Named-object pointing records:
══════════

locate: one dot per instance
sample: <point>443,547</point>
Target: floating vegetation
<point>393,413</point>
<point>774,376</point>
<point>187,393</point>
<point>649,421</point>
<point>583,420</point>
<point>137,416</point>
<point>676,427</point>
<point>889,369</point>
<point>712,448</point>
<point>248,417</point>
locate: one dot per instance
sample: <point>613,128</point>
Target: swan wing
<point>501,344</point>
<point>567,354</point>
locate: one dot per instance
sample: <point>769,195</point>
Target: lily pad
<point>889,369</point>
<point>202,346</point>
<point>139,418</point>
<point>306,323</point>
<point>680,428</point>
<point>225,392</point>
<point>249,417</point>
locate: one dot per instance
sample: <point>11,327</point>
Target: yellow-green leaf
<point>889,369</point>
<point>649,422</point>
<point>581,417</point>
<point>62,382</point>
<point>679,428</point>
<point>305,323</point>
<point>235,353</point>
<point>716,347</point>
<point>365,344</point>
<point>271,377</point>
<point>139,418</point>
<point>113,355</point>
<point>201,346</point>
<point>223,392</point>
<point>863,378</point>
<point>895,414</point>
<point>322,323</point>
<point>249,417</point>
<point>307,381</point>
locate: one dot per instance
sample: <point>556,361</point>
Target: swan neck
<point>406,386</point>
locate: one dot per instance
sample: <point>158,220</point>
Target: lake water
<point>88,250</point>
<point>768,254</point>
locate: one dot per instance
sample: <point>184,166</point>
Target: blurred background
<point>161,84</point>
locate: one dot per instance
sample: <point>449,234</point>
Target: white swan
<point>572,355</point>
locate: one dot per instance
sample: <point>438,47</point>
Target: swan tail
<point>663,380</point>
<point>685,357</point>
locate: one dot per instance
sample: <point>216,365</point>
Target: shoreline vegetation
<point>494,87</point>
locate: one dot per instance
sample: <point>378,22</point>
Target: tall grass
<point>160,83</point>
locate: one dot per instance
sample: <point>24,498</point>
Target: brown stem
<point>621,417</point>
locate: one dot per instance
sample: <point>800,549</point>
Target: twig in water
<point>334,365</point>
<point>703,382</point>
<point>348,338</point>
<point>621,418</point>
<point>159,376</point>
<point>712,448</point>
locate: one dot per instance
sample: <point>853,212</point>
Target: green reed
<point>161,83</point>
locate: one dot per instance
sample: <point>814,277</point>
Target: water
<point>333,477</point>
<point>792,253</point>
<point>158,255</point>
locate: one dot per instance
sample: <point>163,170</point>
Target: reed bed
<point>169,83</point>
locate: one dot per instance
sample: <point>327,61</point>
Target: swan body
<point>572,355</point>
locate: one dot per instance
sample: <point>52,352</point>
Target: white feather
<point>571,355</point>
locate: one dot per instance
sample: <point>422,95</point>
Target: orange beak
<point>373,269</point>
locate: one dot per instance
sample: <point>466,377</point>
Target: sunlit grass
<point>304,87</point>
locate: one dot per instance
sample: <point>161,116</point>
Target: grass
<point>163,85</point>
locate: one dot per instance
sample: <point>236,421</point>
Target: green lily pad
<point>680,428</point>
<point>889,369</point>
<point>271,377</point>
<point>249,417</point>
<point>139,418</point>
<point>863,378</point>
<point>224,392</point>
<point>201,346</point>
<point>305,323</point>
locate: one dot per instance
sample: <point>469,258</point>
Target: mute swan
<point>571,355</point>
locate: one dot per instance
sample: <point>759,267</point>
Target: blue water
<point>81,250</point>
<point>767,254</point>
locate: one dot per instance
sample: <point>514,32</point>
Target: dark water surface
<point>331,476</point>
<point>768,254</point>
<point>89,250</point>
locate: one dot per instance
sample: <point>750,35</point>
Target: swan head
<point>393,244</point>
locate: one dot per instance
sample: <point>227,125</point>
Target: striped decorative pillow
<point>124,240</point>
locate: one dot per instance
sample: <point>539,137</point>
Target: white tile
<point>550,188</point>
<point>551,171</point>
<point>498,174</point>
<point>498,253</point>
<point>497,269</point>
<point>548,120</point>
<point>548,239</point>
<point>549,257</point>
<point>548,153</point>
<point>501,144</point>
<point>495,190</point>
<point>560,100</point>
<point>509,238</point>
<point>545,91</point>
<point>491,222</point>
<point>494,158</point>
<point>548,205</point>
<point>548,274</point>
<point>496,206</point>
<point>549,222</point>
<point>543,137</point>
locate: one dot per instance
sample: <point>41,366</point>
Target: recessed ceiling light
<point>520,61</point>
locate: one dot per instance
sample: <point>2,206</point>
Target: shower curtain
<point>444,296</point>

══════════

## TASK REQUIREMENTS
Copy every line verbatim.

## RESPONSE
locate: one dot per instance
sample: <point>443,547</point>
Target: floating vegetation
<point>393,413</point>
<point>774,376</point>
<point>187,393</point>
<point>649,421</point>
<point>583,420</point>
<point>137,416</point>
<point>676,427</point>
<point>889,369</point>
<point>712,448</point>
<point>248,417</point>
locate: one dot per instance
sample: <point>613,128</point>
Target: swan wing
<point>501,344</point>
<point>567,354</point>
locate: one dot per instance
sample: <point>769,195</point>
Target: lily pad
<point>889,369</point>
<point>202,346</point>
<point>139,418</point>
<point>306,323</point>
<point>680,428</point>
<point>225,392</point>
<point>249,417</point>
locate: one dot per instance
sample: <point>11,327</point>
Target: yellow-green leaf
<point>889,369</point>
<point>649,422</point>
<point>581,417</point>
<point>62,382</point>
<point>679,428</point>
<point>305,323</point>
<point>235,353</point>
<point>716,347</point>
<point>365,344</point>
<point>271,377</point>
<point>139,418</point>
<point>113,355</point>
<point>201,346</point>
<point>223,392</point>
<point>863,378</point>
<point>895,414</point>
<point>322,323</point>
<point>249,417</point>
<point>307,381</point>
locate: one dot per instance
sample: <point>556,361</point>
Target: swan neck
<point>406,386</point>
locate: one dot per instance
sample: <point>158,220</point>
Target: lake water
<point>88,250</point>
<point>768,254</point>
locate: one dot per instance
sample: <point>184,166</point>
Target: blurred background
<point>161,84</point>
locate: one dot per instance
sample: <point>449,234</point>
Target: white swan
<point>572,355</point>
locate: one dot per instance
sample: <point>438,47</point>
Target: swan tail
<point>663,380</point>
<point>685,357</point>
locate: one dot per instance
sample: <point>216,365</point>
Target: shoreline vegetation
<point>494,87</point>
locate: one dot per instance
sample: <point>378,22</point>
Target: tall grass
<point>160,83</point>
locate: one dot per instance
sample: <point>24,498</point>
Target: brown stem
<point>621,417</point>
locate: one dot per instance
sample: <point>800,549</point>
Target: twig in water
<point>334,365</point>
<point>703,382</point>
<point>348,338</point>
<point>621,418</point>
<point>159,376</point>
<point>712,448</point>
locate: one dot per instance
sample: <point>853,212</point>
Target: green reed
<point>161,83</point>
locate: one dot per instance
sample: <point>814,277</point>
Target: water
<point>333,477</point>
<point>792,253</point>
<point>158,255</point>
locate: one dot per instance
sample: <point>163,170</point>
Target: reed bed
<point>169,83</point>
locate: one dot per instance
sample: <point>327,61</point>
Target: swan body
<point>572,355</point>
locate: one dot per instance
sample: <point>52,352</point>
Target: white feather
<point>571,355</point>
locate: one dot per instance
sample: <point>422,95</point>
Target: orange beak
<point>373,269</point>
locate: one dot per instance
sample: <point>466,377</point>
Target: sunlit grass
<point>304,87</point>
locate: one dot per instance
sample: <point>161,116</point>
Target: grass
<point>163,85</point>
locate: one dot per instance
sample: <point>236,421</point>
Target: green lily pad
<point>680,428</point>
<point>889,369</point>
<point>271,377</point>
<point>249,417</point>
<point>139,418</point>
<point>863,378</point>
<point>224,392</point>
<point>201,346</point>
<point>305,323</point>
locate: one dot per instance
sample: <point>469,258</point>
Target: mute swan
<point>571,355</point>
locate: one dot per instance
sample: <point>759,267</point>
Target: blue water
<point>81,250</point>
<point>767,254</point>
locate: one dot per instance
sample: <point>514,32</point>
Target: dark water surface
<point>331,476</point>
<point>768,254</point>
<point>89,250</point>
locate: one dot per instance
sample: <point>750,35</point>
Target: swan head
<point>393,244</point>
locate: one dot per instance
sample: <point>227,125</point>
Target: striped decorative pillow
<point>124,240</point>
locate: one dot per instance
sample: <point>539,137</point>
Target: white tile
<point>550,188</point>
<point>551,171</point>
<point>498,174</point>
<point>498,253</point>
<point>497,269</point>
<point>548,120</point>
<point>548,239</point>
<point>549,257</point>
<point>548,153</point>
<point>501,144</point>
<point>495,190</point>
<point>560,100</point>
<point>509,238</point>
<point>545,91</point>
<point>491,222</point>
<point>494,158</point>
<point>548,205</point>
<point>548,274</point>
<point>496,206</point>
<point>549,222</point>
<point>543,137</point>
locate: one dot per instance
sample: <point>41,366</point>
Target: recessed ceiling light
<point>520,61</point>
locate: one dot per instance
sample: <point>2,206</point>
Target: shower curtain
<point>444,296</point>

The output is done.